— begin —

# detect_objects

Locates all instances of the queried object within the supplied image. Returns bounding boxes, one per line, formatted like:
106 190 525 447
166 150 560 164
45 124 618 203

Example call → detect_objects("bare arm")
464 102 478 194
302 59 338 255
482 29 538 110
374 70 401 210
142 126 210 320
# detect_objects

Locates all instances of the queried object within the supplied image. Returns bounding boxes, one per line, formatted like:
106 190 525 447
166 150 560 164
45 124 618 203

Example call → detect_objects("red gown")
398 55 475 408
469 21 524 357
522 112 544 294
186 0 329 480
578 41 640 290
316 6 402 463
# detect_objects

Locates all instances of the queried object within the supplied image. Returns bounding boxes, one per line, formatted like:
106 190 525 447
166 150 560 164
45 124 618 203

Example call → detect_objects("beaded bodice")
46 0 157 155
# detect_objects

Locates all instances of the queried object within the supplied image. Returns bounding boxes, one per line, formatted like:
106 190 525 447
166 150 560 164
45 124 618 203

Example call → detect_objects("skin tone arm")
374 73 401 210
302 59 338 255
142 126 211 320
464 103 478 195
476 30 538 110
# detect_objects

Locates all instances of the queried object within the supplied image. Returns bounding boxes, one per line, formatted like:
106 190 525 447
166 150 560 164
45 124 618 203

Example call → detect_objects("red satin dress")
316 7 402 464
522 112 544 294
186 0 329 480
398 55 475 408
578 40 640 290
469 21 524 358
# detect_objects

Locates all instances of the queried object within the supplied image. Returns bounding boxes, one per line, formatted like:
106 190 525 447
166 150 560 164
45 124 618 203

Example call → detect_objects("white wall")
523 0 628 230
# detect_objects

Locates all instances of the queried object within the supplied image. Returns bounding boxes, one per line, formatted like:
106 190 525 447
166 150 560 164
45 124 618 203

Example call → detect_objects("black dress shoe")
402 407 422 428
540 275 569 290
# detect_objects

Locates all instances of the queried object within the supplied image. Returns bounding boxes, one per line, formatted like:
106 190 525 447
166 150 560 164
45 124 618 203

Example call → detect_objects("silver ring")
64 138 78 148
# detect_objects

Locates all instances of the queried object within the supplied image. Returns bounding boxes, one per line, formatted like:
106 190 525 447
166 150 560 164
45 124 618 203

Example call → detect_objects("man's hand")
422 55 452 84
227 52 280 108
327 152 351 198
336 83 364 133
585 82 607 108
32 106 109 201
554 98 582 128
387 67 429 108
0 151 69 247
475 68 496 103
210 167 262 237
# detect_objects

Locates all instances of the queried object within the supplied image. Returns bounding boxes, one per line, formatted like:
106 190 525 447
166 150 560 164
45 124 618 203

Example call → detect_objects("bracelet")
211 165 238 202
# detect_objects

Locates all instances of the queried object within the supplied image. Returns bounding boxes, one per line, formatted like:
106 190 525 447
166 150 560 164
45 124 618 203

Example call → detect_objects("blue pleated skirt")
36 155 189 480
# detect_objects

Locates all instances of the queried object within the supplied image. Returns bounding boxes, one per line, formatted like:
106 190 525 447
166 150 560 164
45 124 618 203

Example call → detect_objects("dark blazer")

— end —

Write out all of the rows above again, substituting "Sample call" for every occurrence of "Example call" and leaving everything else unchanged.

# detect_objects

Locates all instances of the queried object within the supplied image. Returns bounding boxes, one per line, formatted like:
106 190 525 447
166 150 560 164
45 124 618 203

Sample call → detect_objects("bare arm")
464 102 478 194
302 59 338 255
482 29 538 110
374 70 401 210
142 126 210 320
# detect_objects

Locates all instances of the queried object within the supplied image. Returns bounding boxes, one per line, formatted like:
106 190 525 447
166 150 560 164
45 124 618 203

Sample call → detect_objects("red gown")
398 55 475 408
469 21 524 357
522 112 544 294
186 0 329 480
578 41 640 290
316 6 402 463
# detect_objects

Locates all instances of the queried object within the supplied image. Returns bounding boxes, one per line, formatted like:
106 190 525 447
166 150 560 164
45 124 618 203

Sample call → detect_objects("beaded bodice")
46 0 157 155
# detect_objects

Locates all instances of the queried object within the supplied image. Returns bounding boxes, one per line, formatted like:
106 190 525 447
166 150 560 164
45 124 618 203

Sample call → detect_objects("skin tone arm")
374 73 401 210
302 59 338 255
142 126 211 320
464 103 478 195
476 30 538 110
# detect_objects

Locates all instances of the queried object within the supplied image. Returns bounding boxes, one per line, formatted like:
106 190 525 447
166 150 560 164
45 124 618 203

Sample call → detect_objects("red satin dress")
316 7 402 464
522 112 544 294
186 0 329 480
398 55 475 408
578 40 640 290
469 21 524 358
# detect_objects

Locates all instances of the queried object within the supplied image. Returns bounding boxes, one per line, formatted like:
106 190 525 447
166 150 560 164
45 124 618 203

Sample call → detect_objects("white wall")
523 0 628 230
# detect_objects

Locates all instances of the queried object within the supplied image. Returns bounding boxes, one per line, formatted like:
106 190 525 447
166 150 560 164
45 124 618 203

Sample call → detect_objects("black dress shoe")
402 407 422 428
540 275 569 290
# detect_objects

Locates all instances of the queried object within the supplied image. Returns bounding boxes, one per line, formatted like:
106 190 525 447
166 150 560 164
45 124 618 203

Sample call → detect_objects("silver ring")
64 138 78 148
# detect_objects

Locates all instances of the queried object within the supplied image. Returns bounding boxes, one per line, formatted like:
106 190 525 447
166 150 560 164
45 124 618 203

Sample call → detect_objects("man's hand")
422 55 452 84
227 52 280 108
327 152 351 198
336 83 364 133
585 82 607 108
32 106 109 201
554 98 582 128
387 67 429 108
0 151 69 247
475 68 496 103
210 167 262 237
# detect_objects

Locates all instances of the queried object within the supplied image. Returns bounding boxes, one per line, formatted like:
106 190 525 447
166 150 560 164
45 124 618 203

Sample call → detect_objects("bracelet")
211 165 238 202
# detect_objects

Locates all instances of the queried object within the supplied image. Returns bounding boxes, one per line, formatted like:
106 190 525 447
166 150 560 164
45 124 618 203

Sample call → detect_objects("blue pleated skirt")
36 155 189 480
# detect_objects

Locates all instances of the queried object within the supplied image. Returns bounding boxes, one per line, formatted like:
106 190 525 447
166 150 560 164
45 124 618 203

Sample call → detect_objects("dark blazer")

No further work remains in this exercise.